-- Begin EXCERPT PROVIDED --
# Which Sillosocks



## avery16 (Jan 10, 2012)

Looking to build a sillosock spread. I have a full body spread, just want a sillo spread as more of a run and gun style of hunting. Is it better to get the Economy sillosocks and paint the tail feathers or buy the ones pre painted. I know the eco's will cost less but is it worth it?

Thanks
Tom


----------



## goosegrinder (Mar 4, 2005)

> I know the eco's will cost less but is it worth it?


Depends on a couple of factors IMO. 1) ya looking to have this setup for this spring(or very soon)? 2) what's your time worth? I have lots of econos but I did nearly all of them in the off season when I could lay a few out at a time,paint them before/after work and at a leisurely pace. If I absolutely needed them asap,I'd be buying pre-printed.

Alex


----------



## 495hp (Aug 20, 2006)

I personally didn't think the economies where worth the hassle. I'm using 50 dozen, 10 dozen are economies.


----------



## avery16 (Jan 10, 2012)
-- End EXCERPT PROVIDED --
## PROBLEM SET:
- 1) In the sillosock thread, how many dozen of 495hp's sillosocks are economies?
- 2) For each statement, say whether the sillosock thread agrees, and quote the words that decide it. (a) avery16 already owns a full body spread. (b) goosegrinder painted most of his econos during the hunting season. (c) goosegrinder would buy pre-painted sillosocks if he needed them right away.
-- Begin DATA ENTRIES --
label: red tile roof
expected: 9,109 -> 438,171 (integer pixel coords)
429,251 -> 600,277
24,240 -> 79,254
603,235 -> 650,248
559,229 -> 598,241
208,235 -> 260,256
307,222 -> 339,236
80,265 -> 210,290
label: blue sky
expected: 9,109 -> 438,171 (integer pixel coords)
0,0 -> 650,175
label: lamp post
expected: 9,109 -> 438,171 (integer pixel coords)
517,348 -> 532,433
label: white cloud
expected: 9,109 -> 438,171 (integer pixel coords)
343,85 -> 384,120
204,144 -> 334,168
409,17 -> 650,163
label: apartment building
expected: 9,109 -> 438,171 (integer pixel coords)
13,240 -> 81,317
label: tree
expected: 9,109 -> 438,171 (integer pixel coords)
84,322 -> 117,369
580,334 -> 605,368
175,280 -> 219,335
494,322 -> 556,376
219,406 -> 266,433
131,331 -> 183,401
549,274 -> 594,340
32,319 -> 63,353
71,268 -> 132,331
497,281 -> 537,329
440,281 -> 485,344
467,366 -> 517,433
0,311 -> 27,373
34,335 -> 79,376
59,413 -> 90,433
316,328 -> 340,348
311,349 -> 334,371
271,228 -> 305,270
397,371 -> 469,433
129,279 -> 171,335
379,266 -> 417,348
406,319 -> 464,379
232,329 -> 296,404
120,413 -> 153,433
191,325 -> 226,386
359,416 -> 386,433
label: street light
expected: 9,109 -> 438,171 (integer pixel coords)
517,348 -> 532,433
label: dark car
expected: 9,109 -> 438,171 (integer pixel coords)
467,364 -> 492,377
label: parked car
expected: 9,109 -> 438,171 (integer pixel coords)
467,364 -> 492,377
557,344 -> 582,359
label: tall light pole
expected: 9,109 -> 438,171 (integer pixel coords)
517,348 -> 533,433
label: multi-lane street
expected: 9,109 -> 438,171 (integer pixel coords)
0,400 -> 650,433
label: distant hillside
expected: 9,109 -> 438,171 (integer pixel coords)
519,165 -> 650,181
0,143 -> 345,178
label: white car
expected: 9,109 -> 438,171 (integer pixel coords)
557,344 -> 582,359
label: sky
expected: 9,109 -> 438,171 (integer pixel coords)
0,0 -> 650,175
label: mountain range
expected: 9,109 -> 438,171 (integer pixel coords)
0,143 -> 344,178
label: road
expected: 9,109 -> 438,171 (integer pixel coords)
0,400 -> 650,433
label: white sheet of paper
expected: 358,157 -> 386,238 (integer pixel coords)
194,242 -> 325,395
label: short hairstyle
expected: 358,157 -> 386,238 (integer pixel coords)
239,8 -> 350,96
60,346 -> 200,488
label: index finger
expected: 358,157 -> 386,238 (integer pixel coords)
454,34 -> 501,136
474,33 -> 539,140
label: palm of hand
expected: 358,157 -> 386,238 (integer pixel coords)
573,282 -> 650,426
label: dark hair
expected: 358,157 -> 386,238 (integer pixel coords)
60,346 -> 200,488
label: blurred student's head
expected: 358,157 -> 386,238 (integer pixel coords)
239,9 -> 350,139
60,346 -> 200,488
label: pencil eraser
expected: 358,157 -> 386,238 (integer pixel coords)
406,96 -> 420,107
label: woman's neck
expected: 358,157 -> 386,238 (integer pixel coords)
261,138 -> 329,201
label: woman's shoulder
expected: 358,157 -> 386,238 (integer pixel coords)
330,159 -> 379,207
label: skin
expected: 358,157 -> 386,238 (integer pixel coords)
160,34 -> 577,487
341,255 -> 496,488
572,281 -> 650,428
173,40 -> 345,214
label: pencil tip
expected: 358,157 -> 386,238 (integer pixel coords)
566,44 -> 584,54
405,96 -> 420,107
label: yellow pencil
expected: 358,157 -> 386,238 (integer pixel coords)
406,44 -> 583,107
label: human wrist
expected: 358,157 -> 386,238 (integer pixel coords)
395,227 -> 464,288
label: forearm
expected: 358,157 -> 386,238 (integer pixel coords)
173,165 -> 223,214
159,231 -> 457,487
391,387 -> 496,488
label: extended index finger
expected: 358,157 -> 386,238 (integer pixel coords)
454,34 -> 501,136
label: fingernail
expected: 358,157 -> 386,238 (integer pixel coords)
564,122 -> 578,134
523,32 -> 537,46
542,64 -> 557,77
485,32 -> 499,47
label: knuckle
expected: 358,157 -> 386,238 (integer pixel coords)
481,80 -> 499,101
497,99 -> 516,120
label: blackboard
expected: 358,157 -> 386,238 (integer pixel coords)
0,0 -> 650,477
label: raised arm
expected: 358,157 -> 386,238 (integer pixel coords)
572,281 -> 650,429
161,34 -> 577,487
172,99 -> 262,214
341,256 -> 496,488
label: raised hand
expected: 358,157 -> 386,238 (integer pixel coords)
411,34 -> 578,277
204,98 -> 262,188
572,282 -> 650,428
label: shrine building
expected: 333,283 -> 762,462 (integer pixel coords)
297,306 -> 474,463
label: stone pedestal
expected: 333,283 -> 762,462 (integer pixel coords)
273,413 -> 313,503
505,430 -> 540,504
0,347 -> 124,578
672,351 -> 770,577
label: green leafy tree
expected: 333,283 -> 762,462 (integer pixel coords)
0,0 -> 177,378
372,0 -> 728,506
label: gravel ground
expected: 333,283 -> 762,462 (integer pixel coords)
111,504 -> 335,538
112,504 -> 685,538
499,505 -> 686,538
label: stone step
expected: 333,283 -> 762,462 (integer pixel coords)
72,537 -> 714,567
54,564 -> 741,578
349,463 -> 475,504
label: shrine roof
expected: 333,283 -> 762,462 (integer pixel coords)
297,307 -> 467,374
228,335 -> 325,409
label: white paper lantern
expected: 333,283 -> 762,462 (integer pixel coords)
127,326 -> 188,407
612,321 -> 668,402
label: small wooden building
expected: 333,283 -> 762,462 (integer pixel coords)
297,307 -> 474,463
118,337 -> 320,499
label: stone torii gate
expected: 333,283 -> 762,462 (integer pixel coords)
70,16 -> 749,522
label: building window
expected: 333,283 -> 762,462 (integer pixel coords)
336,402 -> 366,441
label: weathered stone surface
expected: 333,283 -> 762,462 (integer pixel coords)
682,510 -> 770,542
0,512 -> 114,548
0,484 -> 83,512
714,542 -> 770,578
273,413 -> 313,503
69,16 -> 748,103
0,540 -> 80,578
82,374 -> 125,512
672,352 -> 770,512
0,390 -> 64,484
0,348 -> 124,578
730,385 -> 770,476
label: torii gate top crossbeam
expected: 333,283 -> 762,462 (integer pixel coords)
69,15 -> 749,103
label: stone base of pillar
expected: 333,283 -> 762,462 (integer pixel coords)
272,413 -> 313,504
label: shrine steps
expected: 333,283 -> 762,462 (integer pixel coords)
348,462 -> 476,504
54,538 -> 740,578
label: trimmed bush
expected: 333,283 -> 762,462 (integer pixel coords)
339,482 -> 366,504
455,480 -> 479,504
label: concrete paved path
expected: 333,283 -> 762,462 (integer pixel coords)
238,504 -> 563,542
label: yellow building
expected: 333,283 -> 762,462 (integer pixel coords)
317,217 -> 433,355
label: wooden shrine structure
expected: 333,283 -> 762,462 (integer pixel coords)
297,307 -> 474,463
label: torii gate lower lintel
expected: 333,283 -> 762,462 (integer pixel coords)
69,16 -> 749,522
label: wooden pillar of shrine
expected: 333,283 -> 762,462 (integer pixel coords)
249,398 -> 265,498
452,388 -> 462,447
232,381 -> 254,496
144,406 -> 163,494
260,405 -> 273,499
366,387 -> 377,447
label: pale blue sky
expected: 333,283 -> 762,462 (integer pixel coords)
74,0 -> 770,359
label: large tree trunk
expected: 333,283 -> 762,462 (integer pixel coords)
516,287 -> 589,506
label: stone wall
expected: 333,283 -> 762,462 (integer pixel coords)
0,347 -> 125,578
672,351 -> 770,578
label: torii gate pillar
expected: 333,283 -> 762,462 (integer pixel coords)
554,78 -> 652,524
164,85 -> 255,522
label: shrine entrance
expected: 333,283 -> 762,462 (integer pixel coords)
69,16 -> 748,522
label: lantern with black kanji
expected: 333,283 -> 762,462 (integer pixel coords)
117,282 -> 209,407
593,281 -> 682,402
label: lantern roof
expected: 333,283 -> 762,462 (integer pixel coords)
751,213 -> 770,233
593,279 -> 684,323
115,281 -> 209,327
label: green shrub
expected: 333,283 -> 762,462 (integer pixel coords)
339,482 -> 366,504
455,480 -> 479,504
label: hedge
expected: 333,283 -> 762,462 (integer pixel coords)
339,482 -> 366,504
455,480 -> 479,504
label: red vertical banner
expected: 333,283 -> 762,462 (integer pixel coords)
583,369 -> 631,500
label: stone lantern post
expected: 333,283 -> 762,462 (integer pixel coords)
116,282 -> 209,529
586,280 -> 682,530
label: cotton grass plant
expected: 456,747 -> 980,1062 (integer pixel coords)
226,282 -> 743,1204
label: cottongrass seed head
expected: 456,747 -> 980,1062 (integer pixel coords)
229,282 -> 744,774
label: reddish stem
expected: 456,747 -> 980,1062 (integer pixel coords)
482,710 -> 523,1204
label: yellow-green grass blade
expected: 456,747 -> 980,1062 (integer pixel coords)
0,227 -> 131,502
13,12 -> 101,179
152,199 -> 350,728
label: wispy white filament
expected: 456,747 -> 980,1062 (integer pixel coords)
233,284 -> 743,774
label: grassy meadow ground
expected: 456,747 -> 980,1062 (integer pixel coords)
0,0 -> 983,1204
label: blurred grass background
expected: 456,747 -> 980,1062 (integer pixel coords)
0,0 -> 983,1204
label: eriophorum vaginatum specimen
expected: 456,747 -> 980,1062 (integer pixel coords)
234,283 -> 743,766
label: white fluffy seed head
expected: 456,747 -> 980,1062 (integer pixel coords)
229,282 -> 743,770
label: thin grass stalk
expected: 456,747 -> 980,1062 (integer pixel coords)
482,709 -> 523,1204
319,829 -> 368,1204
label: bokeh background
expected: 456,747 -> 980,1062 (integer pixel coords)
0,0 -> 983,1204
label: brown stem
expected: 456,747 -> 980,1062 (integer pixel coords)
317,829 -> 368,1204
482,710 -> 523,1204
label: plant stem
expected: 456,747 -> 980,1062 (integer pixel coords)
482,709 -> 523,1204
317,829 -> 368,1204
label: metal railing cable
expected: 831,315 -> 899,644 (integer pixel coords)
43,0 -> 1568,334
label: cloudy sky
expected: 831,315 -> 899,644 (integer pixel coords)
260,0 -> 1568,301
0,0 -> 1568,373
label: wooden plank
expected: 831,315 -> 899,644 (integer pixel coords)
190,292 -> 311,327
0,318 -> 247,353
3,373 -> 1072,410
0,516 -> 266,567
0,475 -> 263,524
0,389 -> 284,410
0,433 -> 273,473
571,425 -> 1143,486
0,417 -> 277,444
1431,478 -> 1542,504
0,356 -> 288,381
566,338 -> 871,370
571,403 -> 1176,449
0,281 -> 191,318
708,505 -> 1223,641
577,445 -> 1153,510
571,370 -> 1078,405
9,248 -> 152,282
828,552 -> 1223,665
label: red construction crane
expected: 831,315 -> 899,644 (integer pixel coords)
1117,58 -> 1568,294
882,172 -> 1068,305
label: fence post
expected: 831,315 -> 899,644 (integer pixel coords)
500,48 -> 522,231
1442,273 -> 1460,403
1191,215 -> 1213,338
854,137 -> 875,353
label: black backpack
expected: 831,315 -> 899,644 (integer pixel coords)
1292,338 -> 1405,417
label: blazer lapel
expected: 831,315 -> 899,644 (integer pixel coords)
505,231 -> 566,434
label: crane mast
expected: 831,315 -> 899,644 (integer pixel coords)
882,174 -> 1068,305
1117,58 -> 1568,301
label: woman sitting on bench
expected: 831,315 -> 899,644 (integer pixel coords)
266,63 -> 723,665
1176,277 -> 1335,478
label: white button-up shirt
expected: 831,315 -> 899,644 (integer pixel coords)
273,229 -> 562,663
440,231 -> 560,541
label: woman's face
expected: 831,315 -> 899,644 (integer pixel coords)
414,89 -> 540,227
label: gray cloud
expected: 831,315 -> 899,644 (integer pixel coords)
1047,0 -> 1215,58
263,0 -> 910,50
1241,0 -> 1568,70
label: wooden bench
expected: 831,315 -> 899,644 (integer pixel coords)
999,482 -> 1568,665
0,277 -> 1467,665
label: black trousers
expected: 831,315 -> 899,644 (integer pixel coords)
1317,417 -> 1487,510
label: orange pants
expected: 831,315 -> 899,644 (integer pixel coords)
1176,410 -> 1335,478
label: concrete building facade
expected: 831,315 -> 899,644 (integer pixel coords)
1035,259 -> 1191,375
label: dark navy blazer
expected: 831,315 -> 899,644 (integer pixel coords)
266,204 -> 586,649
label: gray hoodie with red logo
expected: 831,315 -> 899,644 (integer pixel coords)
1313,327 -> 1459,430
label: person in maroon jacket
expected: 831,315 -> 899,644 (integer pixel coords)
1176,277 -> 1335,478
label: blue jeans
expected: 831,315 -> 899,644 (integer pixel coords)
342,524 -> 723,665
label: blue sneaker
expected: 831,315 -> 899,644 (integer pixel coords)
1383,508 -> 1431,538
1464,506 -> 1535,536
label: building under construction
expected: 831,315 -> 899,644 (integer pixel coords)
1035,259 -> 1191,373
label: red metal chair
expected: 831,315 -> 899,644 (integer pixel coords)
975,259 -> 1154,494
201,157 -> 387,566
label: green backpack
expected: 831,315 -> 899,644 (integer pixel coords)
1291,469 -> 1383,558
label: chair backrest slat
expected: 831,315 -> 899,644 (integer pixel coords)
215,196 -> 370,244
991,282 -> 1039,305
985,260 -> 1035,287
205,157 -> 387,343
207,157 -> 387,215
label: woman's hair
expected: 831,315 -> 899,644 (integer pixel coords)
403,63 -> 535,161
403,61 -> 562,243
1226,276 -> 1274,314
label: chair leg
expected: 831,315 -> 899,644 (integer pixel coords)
-- End DATA ENTRIES --
## EXPECTED RESULTS:
- 1) 10 dozen, out of the 50 dozen in use.

- 2)
(a) Yes: "I have a full body spread"
(b) No: "I did nearly all of them in the off season"
(c) Yes: "If I absolutely needed them asap,I'd be buying pre-printed."